* **What needs to be done**:
Please copy out every line of the listing that contains the string "glass". Matching is case-sensitive.

* **Records for this task**:
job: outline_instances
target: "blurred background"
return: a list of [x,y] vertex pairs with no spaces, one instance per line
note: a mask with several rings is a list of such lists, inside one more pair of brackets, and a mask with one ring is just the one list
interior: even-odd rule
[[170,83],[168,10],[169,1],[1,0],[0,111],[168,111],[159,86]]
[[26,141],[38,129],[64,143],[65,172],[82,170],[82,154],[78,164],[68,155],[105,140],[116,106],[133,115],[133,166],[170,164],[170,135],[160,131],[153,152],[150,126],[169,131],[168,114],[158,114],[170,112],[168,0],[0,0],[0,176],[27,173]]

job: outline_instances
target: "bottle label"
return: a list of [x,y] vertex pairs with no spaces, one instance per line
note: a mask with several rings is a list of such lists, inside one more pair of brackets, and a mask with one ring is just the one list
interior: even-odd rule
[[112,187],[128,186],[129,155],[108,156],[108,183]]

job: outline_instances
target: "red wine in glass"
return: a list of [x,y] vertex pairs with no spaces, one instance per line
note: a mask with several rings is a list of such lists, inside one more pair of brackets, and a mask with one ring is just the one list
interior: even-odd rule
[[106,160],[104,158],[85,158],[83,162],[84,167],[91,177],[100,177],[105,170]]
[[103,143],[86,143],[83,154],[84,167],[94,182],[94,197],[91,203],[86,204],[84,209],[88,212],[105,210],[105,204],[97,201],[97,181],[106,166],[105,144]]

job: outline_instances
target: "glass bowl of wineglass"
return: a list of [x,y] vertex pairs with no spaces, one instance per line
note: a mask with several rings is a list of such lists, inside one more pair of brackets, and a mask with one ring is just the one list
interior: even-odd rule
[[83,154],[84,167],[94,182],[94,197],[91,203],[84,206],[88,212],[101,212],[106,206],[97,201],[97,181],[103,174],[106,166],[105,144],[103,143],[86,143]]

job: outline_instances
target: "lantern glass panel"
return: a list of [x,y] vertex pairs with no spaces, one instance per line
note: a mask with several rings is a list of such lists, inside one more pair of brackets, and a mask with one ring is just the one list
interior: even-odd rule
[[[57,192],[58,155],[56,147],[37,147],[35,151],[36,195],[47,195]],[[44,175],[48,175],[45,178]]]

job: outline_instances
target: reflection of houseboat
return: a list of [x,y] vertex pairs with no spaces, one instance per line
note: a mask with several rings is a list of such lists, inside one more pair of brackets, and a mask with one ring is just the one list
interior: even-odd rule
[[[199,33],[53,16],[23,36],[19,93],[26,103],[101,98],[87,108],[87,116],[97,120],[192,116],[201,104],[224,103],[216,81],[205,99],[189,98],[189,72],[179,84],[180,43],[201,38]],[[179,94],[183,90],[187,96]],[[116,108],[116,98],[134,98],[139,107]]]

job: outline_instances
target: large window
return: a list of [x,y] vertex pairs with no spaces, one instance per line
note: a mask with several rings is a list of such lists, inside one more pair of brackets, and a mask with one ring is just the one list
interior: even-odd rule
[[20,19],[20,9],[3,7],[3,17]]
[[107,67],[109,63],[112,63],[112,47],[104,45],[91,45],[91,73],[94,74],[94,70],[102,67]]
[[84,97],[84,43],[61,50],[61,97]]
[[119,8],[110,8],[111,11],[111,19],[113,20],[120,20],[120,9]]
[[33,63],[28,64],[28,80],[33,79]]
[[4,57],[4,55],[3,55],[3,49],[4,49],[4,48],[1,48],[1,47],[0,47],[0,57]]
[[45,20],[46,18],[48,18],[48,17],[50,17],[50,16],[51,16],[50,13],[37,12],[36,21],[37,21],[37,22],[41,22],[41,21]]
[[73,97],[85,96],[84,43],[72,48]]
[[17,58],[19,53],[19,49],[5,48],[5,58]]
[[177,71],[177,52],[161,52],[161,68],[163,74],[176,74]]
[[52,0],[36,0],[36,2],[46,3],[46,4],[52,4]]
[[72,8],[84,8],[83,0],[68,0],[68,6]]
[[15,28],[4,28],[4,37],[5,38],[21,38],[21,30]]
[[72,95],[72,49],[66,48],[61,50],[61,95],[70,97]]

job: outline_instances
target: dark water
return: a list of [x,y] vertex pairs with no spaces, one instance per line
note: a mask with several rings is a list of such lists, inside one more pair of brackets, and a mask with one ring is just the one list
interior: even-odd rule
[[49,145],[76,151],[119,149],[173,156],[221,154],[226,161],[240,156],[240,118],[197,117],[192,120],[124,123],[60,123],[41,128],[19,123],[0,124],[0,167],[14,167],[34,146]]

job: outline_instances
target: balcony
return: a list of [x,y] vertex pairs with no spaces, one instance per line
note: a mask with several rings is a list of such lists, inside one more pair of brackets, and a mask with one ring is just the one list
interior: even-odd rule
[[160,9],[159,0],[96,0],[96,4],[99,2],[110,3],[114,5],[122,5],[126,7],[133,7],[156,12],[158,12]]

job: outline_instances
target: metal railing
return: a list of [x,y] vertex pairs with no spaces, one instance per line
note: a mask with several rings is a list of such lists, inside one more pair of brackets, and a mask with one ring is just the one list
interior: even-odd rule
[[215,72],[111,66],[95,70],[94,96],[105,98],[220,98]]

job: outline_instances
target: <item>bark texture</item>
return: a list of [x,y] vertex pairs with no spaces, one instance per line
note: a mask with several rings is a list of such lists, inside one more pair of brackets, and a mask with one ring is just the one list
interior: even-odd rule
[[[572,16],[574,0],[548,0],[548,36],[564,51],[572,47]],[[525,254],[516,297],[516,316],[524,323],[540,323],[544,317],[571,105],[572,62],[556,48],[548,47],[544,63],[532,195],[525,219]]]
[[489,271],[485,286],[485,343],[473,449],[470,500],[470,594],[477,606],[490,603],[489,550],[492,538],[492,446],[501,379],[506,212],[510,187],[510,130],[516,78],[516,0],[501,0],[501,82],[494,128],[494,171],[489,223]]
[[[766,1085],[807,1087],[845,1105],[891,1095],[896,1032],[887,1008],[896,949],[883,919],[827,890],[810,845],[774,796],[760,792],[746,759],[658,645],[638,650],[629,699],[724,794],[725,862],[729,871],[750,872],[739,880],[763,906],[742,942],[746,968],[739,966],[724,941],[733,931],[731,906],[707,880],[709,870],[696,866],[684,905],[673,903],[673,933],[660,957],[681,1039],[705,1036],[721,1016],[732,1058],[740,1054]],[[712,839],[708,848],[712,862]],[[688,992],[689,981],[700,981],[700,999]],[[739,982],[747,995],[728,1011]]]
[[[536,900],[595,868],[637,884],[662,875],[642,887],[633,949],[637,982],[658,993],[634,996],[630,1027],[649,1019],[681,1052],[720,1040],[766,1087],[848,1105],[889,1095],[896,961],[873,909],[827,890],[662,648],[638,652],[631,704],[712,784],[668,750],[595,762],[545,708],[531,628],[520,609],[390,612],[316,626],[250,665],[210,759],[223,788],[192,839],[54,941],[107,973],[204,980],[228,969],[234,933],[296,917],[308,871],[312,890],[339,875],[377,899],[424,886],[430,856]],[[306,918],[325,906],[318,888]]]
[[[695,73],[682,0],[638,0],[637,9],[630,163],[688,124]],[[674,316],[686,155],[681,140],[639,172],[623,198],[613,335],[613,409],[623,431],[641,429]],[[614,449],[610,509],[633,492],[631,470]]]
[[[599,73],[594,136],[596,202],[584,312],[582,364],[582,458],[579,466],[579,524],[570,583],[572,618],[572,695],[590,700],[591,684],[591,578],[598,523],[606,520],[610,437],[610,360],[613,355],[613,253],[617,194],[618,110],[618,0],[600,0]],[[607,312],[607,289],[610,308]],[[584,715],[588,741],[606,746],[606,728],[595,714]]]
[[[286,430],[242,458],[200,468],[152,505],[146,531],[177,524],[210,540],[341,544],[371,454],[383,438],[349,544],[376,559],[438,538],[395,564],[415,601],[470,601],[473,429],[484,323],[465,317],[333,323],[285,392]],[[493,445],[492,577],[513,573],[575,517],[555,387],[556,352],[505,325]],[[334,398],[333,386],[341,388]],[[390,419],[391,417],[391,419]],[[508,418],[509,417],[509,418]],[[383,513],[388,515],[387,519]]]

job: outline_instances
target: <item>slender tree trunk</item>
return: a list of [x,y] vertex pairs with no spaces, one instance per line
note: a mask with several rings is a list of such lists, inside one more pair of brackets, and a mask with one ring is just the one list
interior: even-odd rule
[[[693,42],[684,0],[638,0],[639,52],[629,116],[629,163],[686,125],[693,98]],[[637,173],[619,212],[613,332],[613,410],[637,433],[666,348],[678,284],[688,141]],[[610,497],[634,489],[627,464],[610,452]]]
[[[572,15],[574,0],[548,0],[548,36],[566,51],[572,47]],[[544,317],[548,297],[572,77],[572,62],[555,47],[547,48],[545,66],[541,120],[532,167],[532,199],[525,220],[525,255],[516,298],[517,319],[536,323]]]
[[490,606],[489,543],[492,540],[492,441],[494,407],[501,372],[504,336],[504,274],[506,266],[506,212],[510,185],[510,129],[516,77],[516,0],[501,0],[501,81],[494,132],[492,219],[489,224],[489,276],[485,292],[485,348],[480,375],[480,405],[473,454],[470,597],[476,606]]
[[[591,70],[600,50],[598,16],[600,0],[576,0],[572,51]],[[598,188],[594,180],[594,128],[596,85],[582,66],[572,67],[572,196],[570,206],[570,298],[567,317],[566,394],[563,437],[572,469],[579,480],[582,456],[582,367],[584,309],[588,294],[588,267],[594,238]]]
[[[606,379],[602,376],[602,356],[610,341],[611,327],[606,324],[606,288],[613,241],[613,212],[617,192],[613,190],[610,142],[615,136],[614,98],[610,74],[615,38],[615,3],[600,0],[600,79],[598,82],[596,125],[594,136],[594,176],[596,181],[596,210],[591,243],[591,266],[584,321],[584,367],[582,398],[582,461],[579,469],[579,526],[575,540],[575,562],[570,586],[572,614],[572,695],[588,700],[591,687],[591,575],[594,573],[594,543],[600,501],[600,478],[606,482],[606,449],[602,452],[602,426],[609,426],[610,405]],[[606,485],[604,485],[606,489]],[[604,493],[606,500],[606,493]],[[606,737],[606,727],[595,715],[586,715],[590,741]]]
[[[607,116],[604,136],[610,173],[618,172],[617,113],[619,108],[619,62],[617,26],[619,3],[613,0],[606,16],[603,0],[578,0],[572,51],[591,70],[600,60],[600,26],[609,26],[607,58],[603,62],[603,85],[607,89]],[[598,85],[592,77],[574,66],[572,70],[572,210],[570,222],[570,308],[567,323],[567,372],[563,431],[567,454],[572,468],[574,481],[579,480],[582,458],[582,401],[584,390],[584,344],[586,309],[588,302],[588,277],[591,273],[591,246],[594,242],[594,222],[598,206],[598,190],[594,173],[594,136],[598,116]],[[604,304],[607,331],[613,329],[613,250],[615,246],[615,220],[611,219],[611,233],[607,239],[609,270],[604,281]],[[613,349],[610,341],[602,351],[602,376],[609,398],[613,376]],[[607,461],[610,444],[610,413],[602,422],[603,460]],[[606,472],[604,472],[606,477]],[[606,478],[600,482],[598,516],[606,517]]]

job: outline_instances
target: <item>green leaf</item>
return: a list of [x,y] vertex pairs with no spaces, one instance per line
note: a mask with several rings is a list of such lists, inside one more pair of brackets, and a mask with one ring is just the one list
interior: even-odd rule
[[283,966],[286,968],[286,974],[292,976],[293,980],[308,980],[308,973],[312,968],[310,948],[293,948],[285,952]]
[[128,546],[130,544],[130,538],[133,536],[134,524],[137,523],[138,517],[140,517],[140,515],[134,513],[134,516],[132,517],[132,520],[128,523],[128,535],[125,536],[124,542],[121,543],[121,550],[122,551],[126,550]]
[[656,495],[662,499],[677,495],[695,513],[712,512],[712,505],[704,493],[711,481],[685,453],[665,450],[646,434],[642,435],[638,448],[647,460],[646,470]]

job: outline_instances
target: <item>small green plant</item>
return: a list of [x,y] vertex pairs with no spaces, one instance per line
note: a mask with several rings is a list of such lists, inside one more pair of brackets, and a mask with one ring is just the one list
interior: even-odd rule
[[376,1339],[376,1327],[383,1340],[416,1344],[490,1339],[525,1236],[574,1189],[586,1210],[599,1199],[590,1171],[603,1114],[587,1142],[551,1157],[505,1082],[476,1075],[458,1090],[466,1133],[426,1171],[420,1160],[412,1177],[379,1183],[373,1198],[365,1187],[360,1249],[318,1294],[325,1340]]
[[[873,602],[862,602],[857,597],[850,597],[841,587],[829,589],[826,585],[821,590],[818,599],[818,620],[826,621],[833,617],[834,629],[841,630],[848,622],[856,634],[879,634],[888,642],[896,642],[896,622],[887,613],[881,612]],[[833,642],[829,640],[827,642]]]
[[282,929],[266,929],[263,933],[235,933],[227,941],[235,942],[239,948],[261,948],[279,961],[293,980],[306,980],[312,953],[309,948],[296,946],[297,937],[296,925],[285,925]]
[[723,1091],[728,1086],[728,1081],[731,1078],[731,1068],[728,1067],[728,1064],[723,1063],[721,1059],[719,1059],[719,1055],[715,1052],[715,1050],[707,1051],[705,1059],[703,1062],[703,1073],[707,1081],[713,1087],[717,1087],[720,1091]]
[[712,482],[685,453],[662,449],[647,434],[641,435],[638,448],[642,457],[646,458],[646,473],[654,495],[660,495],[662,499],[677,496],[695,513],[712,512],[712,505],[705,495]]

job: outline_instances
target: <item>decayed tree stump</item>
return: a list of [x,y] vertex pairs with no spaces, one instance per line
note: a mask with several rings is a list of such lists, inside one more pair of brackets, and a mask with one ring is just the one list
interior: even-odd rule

* **Written solution**:
target: "red wine in glass"
target: "glass bowl of wineglass"
target: "lantern glass panel"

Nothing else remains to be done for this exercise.